• **What needs to be done**
Return every line of the records below that contains the word "dark", matching case exactly.

Object location annotation data

--- start ---

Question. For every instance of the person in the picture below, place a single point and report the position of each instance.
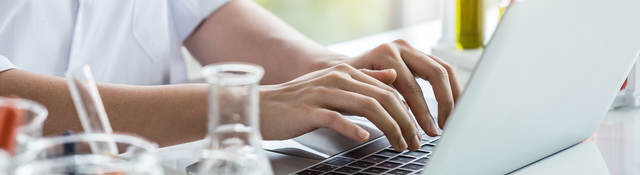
(133, 48)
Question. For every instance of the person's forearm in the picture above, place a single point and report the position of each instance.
(168, 114)
(244, 31)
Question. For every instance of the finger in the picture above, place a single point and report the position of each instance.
(453, 78)
(437, 75)
(358, 104)
(335, 121)
(407, 86)
(387, 76)
(385, 95)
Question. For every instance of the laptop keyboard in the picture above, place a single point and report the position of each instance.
(375, 157)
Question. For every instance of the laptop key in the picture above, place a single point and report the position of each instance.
(375, 170)
(323, 167)
(389, 165)
(399, 172)
(416, 153)
(388, 153)
(426, 147)
(339, 161)
(334, 173)
(422, 160)
(309, 172)
(413, 166)
(368, 149)
(375, 159)
(403, 159)
(361, 164)
(348, 169)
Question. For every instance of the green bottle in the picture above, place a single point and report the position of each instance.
(469, 24)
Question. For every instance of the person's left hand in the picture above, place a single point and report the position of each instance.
(408, 63)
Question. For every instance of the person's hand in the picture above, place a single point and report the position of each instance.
(409, 62)
(318, 100)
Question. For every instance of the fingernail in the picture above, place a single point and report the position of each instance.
(416, 142)
(364, 135)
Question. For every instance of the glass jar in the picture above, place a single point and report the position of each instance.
(66, 155)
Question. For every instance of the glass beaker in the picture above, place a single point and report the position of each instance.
(31, 115)
(233, 129)
(65, 155)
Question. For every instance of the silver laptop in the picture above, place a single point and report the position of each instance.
(544, 83)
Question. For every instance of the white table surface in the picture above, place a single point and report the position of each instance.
(614, 147)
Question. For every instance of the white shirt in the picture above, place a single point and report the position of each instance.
(124, 41)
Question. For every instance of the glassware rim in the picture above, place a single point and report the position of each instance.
(254, 73)
(26, 104)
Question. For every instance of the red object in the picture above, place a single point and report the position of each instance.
(9, 121)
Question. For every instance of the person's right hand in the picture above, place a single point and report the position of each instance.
(319, 99)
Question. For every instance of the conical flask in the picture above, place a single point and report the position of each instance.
(233, 129)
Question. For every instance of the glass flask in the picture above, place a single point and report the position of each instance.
(234, 132)
(66, 155)
(31, 116)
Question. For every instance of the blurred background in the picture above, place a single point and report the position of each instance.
(333, 21)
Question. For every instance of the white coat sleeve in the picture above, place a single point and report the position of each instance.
(188, 14)
(5, 64)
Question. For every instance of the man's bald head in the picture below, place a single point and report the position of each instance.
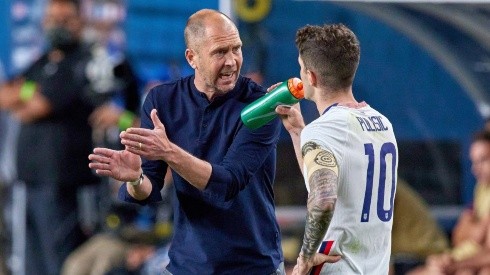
(197, 24)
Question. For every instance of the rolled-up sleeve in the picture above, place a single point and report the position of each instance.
(244, 158)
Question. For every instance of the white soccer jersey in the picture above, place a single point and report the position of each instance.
(364, 145)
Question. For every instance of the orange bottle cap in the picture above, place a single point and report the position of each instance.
(295, 86)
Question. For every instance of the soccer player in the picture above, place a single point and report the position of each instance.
(348, 157)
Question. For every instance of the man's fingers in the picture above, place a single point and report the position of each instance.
(322, 258)
(273, 86)
(156, 121)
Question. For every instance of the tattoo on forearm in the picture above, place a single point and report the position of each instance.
(321, 202)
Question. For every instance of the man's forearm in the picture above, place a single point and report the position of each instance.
(196, 171)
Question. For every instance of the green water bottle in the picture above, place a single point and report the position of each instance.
(262, 110)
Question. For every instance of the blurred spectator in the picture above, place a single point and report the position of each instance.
(415, 233)
(132, 235)
(52, 100)
(471, 235)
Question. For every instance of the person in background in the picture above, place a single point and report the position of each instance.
(416, 233)
(470, 253)
(224, 214)
(348, 157)
(50, 102)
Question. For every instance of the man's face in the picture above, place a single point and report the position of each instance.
(218, 59)
(480, 161)
(62, 23)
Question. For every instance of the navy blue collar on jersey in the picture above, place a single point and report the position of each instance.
(326, 110)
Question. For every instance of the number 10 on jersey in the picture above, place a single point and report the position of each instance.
(386, 149)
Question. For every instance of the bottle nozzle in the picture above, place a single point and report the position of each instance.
(295, 86)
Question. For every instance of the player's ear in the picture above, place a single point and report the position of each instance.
(311, 75)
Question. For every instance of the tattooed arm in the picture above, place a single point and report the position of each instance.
(322, 174)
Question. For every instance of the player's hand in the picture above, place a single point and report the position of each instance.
(304, 265)
(120, 165)
(152, 144)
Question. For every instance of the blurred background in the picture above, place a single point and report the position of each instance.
(424, 64)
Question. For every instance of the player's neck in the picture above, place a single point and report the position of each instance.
(329, 98)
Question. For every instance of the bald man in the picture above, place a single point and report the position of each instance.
(224, 216)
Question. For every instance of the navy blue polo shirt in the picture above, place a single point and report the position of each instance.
(230, 227)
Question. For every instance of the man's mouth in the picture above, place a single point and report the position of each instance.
(226, 76)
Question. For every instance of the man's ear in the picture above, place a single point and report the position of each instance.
(190, 55)
(311, 75)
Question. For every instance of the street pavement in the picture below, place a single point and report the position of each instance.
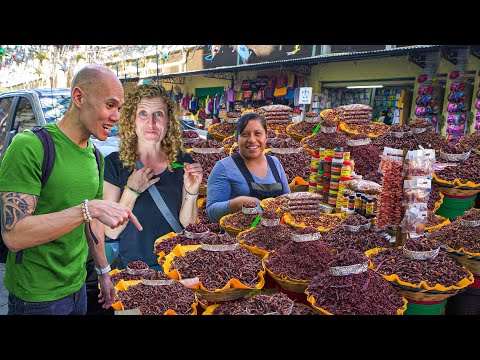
(3, 292)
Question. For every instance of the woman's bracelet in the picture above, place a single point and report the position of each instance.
(189, 193)
(85, 212)
(129, 188)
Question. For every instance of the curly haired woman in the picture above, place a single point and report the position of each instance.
(150, 136)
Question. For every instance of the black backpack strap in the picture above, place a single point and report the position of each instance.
(48, 152)
(98, 157)
(47, 165)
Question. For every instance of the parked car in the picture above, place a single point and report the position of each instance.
(24, 109)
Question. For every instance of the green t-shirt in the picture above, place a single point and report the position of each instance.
(56, 269)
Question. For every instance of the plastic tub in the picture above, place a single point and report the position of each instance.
(452, 207)
(423, 308)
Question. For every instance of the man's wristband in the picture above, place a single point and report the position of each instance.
(129, 188)
(103, 271)
(189, 193)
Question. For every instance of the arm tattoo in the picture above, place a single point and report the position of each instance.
(14, 207)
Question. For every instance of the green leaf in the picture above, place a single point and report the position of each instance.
(255, 222)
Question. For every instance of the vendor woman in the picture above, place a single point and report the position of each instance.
(248, 175)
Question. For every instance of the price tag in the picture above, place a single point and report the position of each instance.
(305, 96)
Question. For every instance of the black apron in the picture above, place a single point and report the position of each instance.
(260, 191)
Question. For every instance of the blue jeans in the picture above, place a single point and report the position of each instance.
(73, 304)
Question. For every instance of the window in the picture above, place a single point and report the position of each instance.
(5, 105)
(54, 106)
(24, 116)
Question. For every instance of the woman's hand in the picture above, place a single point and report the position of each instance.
(141, 179)
(236, 203)
(192, 177)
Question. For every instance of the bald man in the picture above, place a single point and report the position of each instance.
(45, 228)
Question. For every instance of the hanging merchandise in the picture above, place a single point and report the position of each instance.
(427, 99)
(186, 102)
(297, 49)
(280, 91)
(193, 104)
(456, 108)
(477, 109)
(290, 80)
(215, 49)
(208, 107)
(244, 52)
(230, 94)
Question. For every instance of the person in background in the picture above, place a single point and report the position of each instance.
(248, 175)
(45, 228)
(388, 118)
(151, 136)
(381, 118)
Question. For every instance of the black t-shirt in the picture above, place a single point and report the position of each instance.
(138, 245)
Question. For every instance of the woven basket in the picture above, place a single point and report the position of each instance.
(422, 291)
(298, 185)
(469, 262)
(445, 221)
(294, 135)
(424, 295)
(322, 311)
(298, 188)
(234, 289)
(455, 187)
(161, 255)
(288, 220)
(438, 203)
(289, 284)
(119, 306)
(226, 295)
(233, 232)
(344, 127)
(262, 253)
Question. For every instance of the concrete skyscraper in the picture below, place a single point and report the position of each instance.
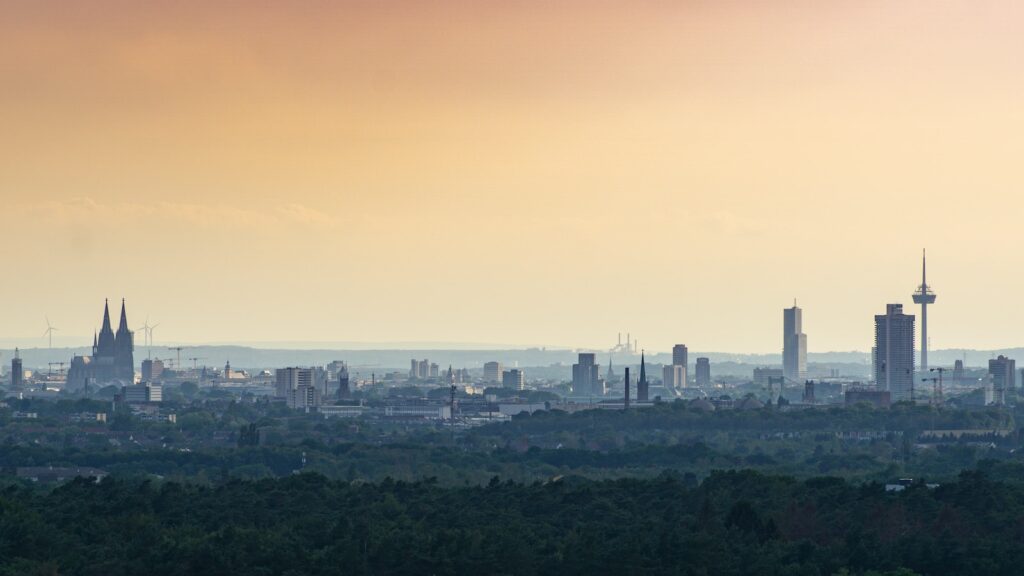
(1004, 373)
(16, 371)
(924, 296)
(587, 375)
(493, 372)
(680, 356)
(794, 344)
(702, 372)
(894, 353)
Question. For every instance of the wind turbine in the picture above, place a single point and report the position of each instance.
(147, 333)
(50, 329)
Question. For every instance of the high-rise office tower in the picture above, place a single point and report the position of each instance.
(674, 377)
(493, 372)
(894, 353)
(702, 374)
(680, 356)
(587, 375)
(289, 379)
(643, 388)
(924, 296)
(1004, 373)
(16, 371)
(344, 388)
(794, 344)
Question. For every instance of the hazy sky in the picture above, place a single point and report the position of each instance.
(512, 171)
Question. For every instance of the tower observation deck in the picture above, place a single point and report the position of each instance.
(924, 296)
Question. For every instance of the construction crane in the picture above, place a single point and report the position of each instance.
(59, 366)
(50, 329)
(177, 350)
(938, 394)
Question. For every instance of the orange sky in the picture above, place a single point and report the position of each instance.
(515, 171)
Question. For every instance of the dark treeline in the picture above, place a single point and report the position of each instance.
(733, 523)
(641, 424)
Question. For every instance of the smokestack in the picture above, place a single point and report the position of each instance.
(627, 387)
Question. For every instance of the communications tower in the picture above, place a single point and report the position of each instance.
(924, 296)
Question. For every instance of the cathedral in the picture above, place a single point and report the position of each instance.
(112, 359)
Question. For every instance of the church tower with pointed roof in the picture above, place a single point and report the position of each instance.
(124, 347)
(643, 388)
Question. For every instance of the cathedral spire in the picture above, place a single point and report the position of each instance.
(107, 317)
(123, 327)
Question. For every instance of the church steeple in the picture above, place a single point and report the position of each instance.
(642, 386)
(123, 326)
(107, 317)
(104, 342)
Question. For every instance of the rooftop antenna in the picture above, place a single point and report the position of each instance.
(924, 296)
(49, 332)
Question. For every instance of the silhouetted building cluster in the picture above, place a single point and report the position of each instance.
(112, 360)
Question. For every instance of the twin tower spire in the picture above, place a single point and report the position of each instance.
(107, 340)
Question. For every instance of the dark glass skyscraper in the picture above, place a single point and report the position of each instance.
(893, 360)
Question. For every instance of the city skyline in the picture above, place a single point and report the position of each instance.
(193, 156)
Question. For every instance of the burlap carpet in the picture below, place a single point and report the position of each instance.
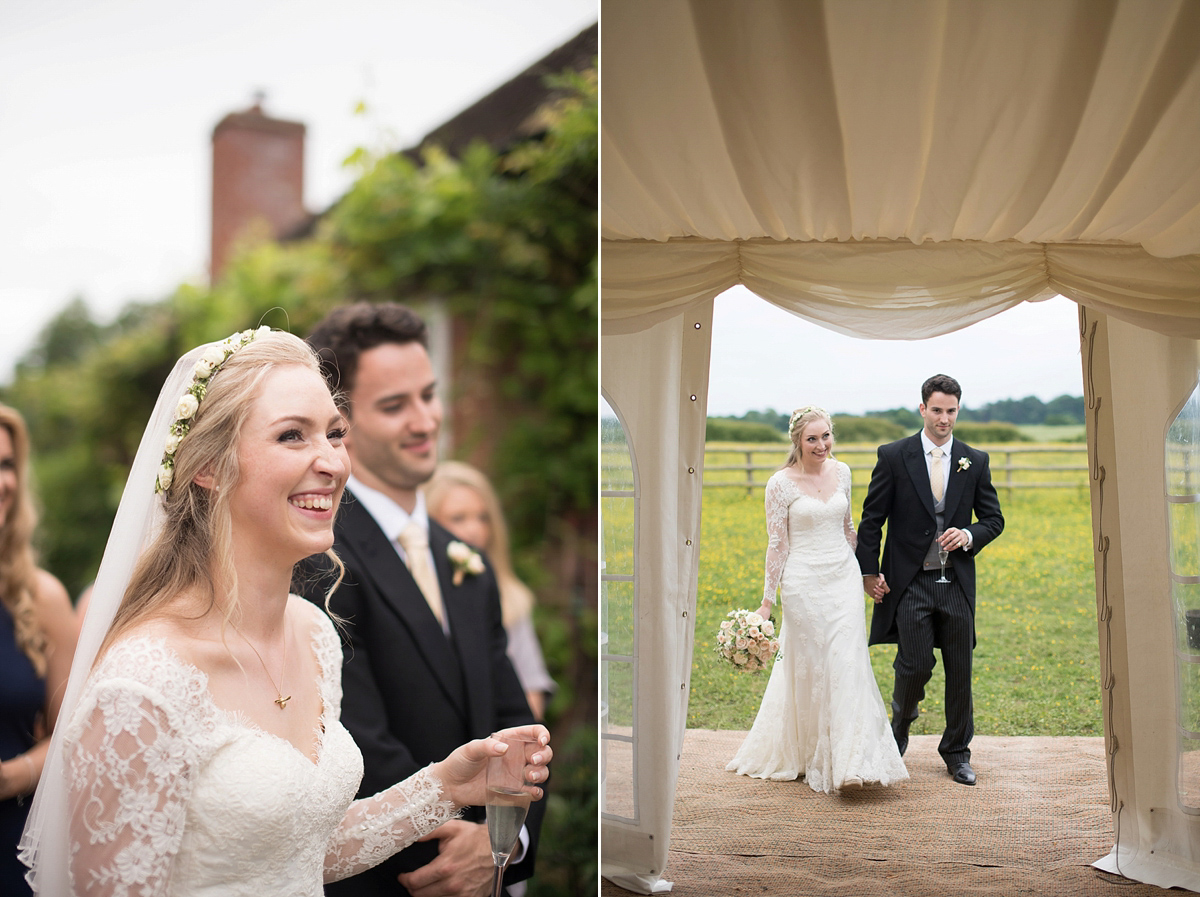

--- end ---

• **Written response**
Question. For every instance of the dark treeline in the picture above, place a single point and report the position of each instance.
Question. For every instance of the dark glass skyscraper in the picture above, place a single point and report the position of each instance.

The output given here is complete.